▶ About this task: Gather each line in the entries that includes the string "cloudy".

▶ Material to process:
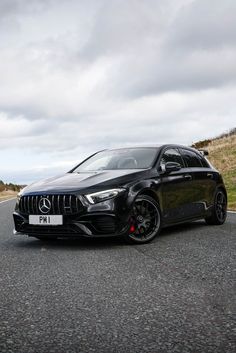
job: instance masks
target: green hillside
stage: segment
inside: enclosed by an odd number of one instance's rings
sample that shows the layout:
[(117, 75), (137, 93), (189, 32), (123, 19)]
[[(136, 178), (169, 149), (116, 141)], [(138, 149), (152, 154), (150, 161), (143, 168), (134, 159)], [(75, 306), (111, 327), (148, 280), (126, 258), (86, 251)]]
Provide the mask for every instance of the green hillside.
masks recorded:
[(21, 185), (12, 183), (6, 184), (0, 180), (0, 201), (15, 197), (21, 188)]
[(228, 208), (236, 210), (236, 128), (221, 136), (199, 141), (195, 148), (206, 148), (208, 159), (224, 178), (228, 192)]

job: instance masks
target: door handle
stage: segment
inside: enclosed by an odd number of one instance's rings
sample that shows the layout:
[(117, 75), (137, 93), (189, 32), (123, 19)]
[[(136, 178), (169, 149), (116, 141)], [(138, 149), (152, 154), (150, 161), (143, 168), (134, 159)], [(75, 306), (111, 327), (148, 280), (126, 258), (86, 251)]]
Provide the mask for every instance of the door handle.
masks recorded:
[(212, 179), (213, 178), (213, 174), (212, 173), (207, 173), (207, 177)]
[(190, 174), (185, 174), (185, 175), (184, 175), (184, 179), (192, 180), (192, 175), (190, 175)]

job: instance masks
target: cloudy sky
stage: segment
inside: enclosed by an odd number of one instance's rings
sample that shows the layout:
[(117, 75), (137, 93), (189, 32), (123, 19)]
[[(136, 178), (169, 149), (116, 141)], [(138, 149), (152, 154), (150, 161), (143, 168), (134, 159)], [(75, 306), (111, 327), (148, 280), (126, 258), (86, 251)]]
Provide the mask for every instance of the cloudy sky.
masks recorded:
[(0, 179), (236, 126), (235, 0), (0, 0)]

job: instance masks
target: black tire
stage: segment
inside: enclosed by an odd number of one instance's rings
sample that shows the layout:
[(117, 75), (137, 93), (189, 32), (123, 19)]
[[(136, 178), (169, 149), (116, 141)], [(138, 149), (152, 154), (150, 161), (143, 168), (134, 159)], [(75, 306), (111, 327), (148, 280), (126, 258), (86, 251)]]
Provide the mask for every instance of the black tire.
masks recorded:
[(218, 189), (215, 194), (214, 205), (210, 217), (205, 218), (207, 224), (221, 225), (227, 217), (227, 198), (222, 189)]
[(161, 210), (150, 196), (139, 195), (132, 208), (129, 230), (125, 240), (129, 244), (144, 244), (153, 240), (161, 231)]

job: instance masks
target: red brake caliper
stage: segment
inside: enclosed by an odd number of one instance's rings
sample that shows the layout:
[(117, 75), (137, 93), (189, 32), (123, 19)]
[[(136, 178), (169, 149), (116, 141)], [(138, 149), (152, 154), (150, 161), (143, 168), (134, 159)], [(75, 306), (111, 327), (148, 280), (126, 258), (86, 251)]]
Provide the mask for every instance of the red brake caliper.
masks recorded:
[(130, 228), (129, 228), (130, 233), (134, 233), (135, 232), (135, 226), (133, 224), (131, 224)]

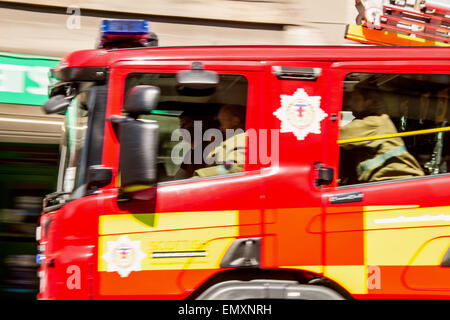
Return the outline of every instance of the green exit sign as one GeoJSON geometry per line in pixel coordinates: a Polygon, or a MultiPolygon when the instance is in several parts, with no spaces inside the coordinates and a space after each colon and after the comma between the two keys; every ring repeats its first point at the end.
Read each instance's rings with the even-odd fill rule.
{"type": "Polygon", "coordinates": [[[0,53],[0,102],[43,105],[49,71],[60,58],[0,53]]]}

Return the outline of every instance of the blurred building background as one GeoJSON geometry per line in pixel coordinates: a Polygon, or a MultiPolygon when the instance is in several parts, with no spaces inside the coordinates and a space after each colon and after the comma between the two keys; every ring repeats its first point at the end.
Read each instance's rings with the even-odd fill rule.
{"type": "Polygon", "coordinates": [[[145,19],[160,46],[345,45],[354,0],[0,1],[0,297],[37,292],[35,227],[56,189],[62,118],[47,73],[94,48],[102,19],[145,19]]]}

* * *

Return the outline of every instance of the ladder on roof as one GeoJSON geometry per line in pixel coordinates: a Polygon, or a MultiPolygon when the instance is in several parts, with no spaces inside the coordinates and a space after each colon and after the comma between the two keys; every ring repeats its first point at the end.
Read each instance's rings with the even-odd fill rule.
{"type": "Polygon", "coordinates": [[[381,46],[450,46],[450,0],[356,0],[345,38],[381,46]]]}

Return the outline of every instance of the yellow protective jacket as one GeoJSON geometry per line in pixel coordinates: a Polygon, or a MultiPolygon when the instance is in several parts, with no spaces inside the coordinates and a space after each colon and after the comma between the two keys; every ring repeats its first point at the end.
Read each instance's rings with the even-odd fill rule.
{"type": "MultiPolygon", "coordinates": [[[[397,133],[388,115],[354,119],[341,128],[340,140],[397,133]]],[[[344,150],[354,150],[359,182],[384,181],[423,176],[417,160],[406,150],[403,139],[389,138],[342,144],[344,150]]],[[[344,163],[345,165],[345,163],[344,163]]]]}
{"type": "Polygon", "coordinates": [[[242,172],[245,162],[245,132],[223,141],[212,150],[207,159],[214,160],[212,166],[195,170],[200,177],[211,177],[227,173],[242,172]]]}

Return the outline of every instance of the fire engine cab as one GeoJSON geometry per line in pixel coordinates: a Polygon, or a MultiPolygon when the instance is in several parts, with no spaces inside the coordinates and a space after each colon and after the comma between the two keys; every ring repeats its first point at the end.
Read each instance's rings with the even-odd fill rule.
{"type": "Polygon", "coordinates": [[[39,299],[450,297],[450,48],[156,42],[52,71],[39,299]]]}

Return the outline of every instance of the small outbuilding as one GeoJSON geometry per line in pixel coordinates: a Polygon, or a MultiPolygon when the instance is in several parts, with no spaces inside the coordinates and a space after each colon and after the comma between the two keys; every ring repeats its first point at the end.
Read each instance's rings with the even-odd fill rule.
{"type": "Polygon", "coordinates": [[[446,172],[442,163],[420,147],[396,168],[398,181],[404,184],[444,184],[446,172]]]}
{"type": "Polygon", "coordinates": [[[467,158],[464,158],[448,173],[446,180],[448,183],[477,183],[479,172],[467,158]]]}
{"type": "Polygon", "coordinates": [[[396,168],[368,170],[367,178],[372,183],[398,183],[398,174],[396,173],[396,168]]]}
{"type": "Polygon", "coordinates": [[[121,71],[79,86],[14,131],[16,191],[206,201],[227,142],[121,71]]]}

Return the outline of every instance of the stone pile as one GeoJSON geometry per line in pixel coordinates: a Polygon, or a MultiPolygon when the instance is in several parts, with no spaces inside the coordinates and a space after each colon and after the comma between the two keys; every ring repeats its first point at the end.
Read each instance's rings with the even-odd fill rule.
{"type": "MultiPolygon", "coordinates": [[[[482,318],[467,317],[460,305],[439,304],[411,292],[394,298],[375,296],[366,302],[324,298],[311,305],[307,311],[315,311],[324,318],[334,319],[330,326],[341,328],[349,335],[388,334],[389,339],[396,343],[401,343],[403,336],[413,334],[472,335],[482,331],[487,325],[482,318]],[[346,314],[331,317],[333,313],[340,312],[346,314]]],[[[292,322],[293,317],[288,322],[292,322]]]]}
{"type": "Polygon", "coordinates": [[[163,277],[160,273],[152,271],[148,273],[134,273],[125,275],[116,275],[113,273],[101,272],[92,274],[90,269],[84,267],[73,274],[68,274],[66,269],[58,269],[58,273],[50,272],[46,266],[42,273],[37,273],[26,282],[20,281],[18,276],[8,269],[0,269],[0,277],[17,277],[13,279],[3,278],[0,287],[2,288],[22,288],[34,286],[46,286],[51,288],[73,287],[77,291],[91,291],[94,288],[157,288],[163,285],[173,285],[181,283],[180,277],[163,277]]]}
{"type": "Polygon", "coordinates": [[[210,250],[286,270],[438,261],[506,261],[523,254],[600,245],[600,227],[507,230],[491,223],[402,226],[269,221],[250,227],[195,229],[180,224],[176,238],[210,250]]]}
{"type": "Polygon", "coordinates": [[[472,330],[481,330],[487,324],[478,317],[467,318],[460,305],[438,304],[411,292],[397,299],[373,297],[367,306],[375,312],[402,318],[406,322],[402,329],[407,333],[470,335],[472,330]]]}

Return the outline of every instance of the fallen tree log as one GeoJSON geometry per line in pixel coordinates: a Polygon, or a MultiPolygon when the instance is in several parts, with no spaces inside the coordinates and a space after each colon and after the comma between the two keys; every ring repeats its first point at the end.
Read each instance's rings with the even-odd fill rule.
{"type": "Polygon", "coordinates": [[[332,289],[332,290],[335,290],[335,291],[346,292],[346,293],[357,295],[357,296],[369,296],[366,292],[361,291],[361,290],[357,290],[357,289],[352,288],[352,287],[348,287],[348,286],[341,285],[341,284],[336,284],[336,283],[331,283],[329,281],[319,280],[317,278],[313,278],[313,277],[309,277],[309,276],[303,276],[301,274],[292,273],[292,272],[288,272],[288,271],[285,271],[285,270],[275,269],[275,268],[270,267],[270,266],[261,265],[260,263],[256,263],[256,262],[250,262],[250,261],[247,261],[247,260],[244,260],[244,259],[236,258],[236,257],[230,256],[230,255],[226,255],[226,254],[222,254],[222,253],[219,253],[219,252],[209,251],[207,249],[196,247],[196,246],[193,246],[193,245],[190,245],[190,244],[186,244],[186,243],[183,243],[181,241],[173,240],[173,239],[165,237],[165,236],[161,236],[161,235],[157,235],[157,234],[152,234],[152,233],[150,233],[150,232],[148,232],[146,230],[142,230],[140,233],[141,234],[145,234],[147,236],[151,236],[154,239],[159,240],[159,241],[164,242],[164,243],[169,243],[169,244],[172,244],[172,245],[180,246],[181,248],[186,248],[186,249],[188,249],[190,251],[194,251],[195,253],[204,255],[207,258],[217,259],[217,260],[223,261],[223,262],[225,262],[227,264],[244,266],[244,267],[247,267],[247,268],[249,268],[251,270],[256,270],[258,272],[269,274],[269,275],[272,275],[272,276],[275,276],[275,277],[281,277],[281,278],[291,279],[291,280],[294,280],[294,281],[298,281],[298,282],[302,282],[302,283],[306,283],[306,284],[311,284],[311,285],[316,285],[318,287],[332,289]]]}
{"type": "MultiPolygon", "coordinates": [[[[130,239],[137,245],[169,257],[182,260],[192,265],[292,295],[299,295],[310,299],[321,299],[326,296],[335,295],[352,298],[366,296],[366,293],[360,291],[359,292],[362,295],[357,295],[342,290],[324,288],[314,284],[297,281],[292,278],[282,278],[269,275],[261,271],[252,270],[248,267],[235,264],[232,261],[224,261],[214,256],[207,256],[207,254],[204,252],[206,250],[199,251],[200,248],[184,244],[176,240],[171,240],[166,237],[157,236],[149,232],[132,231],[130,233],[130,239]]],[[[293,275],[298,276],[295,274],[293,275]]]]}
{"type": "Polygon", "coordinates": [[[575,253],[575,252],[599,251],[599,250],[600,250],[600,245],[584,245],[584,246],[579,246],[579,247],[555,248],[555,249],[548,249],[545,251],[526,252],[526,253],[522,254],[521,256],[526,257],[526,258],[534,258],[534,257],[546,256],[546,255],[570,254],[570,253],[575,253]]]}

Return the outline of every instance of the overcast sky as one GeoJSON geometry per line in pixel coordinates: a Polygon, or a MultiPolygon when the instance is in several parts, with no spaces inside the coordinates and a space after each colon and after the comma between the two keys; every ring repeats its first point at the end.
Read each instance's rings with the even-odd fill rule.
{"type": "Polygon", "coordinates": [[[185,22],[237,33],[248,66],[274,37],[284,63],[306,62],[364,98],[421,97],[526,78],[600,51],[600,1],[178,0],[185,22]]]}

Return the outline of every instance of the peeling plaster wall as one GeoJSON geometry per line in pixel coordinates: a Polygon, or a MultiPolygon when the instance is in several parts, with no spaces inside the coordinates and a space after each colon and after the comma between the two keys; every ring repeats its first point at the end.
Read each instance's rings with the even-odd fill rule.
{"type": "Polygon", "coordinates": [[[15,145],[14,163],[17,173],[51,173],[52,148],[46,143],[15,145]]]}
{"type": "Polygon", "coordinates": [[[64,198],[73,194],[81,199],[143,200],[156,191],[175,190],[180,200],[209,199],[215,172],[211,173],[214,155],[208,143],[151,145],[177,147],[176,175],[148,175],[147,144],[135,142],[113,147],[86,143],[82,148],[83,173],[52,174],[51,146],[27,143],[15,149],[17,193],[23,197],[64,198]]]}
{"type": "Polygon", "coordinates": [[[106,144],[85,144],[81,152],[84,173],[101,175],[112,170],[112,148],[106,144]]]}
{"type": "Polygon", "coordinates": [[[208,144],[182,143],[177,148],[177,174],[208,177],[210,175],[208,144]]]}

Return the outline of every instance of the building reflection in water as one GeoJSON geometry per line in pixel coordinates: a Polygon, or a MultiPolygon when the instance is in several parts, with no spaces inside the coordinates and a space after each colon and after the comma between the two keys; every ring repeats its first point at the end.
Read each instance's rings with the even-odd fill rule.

---

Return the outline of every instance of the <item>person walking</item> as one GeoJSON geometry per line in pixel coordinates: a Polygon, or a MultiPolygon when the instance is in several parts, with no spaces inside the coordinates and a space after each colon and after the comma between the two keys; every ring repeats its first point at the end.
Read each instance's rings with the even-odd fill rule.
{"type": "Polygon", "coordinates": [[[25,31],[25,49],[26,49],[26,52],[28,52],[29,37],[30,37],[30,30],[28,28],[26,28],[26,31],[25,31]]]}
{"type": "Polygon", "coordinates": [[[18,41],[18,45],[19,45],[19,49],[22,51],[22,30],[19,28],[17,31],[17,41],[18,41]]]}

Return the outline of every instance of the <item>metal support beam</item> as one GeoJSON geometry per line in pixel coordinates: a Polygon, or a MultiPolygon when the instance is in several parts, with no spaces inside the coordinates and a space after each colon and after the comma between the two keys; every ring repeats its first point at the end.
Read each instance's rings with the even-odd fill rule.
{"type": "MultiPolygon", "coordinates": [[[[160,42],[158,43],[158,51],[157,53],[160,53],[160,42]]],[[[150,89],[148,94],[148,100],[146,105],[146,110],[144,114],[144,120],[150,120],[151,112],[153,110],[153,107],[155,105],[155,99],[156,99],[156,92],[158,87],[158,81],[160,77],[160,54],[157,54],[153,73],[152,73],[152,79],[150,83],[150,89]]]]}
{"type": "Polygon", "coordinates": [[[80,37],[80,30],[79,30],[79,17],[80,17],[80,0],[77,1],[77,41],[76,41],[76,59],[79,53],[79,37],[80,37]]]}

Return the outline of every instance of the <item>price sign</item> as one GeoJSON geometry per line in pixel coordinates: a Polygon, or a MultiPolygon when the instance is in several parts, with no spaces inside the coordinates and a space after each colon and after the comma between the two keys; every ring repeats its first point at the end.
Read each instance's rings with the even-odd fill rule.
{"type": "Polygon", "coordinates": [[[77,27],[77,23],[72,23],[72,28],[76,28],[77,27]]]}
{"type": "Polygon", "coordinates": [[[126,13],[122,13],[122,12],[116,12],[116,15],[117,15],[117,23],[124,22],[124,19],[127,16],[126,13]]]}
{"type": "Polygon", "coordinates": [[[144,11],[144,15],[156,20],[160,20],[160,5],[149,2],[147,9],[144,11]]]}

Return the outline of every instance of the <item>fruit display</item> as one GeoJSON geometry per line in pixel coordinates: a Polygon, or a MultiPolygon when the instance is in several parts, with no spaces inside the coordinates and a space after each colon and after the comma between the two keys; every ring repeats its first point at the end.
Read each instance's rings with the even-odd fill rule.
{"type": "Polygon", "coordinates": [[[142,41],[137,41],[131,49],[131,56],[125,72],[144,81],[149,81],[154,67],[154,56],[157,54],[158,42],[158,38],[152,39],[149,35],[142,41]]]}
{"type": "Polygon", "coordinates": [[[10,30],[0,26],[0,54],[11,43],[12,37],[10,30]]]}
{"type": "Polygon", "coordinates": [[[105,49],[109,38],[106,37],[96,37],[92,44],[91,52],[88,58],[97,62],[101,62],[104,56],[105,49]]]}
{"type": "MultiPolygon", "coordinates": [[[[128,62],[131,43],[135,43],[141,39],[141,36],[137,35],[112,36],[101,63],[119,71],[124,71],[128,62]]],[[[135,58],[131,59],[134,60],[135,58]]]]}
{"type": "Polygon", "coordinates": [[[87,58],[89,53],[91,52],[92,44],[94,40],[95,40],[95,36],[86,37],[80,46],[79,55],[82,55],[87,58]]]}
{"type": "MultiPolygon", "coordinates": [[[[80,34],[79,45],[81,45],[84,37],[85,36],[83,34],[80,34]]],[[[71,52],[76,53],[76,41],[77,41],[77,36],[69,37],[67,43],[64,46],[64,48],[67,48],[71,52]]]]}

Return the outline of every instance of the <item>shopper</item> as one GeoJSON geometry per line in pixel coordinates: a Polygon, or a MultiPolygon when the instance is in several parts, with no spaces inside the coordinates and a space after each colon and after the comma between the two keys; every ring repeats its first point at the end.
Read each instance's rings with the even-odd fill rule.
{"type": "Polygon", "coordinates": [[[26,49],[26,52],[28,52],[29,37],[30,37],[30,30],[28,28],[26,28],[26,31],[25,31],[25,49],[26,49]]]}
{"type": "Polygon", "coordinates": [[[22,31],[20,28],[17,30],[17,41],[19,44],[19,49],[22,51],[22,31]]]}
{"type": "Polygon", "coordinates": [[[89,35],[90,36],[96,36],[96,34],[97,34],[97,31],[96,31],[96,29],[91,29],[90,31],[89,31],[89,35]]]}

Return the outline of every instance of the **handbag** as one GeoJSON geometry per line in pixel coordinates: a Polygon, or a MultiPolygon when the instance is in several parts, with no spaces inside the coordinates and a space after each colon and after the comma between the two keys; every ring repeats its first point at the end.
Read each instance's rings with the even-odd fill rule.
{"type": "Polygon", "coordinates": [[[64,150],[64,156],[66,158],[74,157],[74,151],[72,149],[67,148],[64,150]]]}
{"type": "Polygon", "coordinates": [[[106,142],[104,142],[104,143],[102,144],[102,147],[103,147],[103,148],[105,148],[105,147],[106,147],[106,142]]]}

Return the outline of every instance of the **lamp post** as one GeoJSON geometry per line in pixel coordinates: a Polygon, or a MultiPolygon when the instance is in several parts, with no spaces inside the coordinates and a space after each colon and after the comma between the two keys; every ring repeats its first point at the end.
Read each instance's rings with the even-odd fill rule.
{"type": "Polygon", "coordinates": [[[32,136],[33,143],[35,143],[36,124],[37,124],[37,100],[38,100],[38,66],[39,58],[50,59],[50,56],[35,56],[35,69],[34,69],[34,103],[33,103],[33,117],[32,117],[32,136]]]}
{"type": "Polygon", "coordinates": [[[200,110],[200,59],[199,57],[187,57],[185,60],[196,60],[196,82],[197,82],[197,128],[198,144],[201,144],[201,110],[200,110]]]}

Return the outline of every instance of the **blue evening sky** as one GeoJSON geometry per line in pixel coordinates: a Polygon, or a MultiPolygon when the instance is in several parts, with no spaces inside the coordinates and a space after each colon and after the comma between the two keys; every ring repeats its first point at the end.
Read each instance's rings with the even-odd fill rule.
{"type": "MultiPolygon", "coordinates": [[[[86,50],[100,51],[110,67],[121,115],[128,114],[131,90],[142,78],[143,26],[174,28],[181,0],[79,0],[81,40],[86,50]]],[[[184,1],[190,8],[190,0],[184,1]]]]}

▶ Response to the exercise:
target: cloudy sky
Provide the mask for every instance of the cloudy sky.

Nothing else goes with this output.